### What you should do
Reproduce every line of the listing below word for word, leaving out the pictures.
• • • •
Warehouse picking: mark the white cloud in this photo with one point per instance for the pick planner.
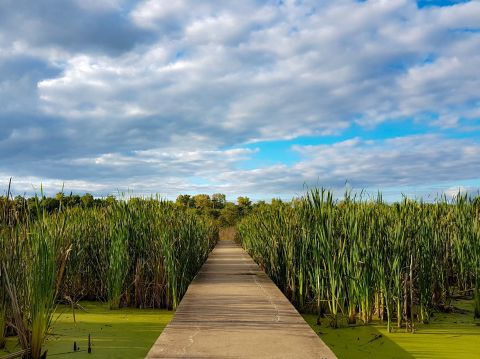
(158, 102)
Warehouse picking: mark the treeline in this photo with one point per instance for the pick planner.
(216, 206)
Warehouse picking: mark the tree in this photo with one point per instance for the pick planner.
(218, 200)
(87, 200)
(202, 201)
(244, 205)
(229, 215)
(185, 200)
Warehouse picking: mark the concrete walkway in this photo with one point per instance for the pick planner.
(233, 310)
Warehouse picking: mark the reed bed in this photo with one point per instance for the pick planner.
(358, 259)
(139, 253)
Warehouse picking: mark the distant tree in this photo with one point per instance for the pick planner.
(87, 200)
(277, 202)
(60, 196)
(50, 204)
(73, 200)
(185, 200)
(244, 204)
(110, 200)
(229, 215)
(202, 201)
(218, 200)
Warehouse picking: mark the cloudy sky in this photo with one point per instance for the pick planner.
(263, 98)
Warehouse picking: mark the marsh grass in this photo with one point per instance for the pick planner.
(359, 258)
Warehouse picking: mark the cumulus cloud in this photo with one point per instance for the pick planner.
(152, 94)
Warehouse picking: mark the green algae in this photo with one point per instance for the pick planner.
(123, 333)
(449, 335)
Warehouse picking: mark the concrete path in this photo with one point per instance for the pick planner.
(233, 310)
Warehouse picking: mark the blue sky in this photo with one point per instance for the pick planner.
(258, 98)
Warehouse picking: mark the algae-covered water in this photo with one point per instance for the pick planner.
(123, 333)
(454, 335)
(129, 333)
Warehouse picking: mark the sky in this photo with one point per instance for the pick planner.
(251, 97)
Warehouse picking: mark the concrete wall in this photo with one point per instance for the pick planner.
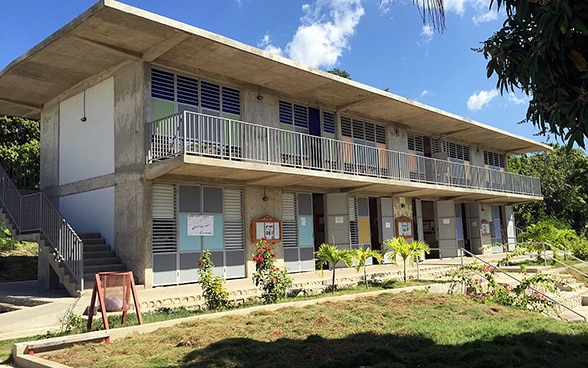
• • • •
### The result
Warehouse picking: mark the white cloud in this photo with one point per instance for the pick planner.
(158, 102)
Warehouse picking: mark the treeline in this photo with one point per instance for the pick planner.
(216, 206)
Warehouse picking: mark the tree in this photo with one point per instance for the pick planner.
(218, 200)
(87, 200)
(202, 201)
(244, 205)
(229, 215)
(185, 200)
Warehouse picking: mark the concrete walkway in this photo with one point per instance for the pick planner.
(233, 310)
Warehouse picking: mark the reed bed in this photo with one point per instance for the pick planner.
(358, 259)
(139, 253)
Warehouse picking: mark the distant tree in this photo with one point per instance for the pick planner.
(87, 200)
(277, 202)
(60, 196)
(50, 204)
(73, 200)
(185, 200)
(244, 204)
(110, 200)
(229, 215)
(202, 201)
(218, 200)
Warehouse picking: mark the cloudy sky in this photo with one point per instance for the pick planner.
(263, 98)
Warehouse picking: mark the marsh grass in this photo with one point per instance for the pick planner.
(359, 258)
Warehouse picking: mark the cumulus cloud in this photo with one point per instance for the pick planner.
(152, 94)
Warehouse picking: mark the green algae in this photo with one point per instance for the pick planner.
(123, 333)
(449, 335)
Warehouse picking: mark the concrete path in this photo with one point per instance for the pick planner.
(233, 310)
Warehouse picking: mark the blue sky in this photo with one point per instance for the pick planner.
(258, 98)
Warehouse picking: mark the algae-covered water in this photo with one point per instance for the pick planner.
(123, 333)
(454, 335)
(129, 333)
Warehouse picking: mark the sky in this photo with one point per instance for the pick planner.
(251, 97)
Warehouse picking: mark the concrete wall in this photo with one point per instance for the pick planner.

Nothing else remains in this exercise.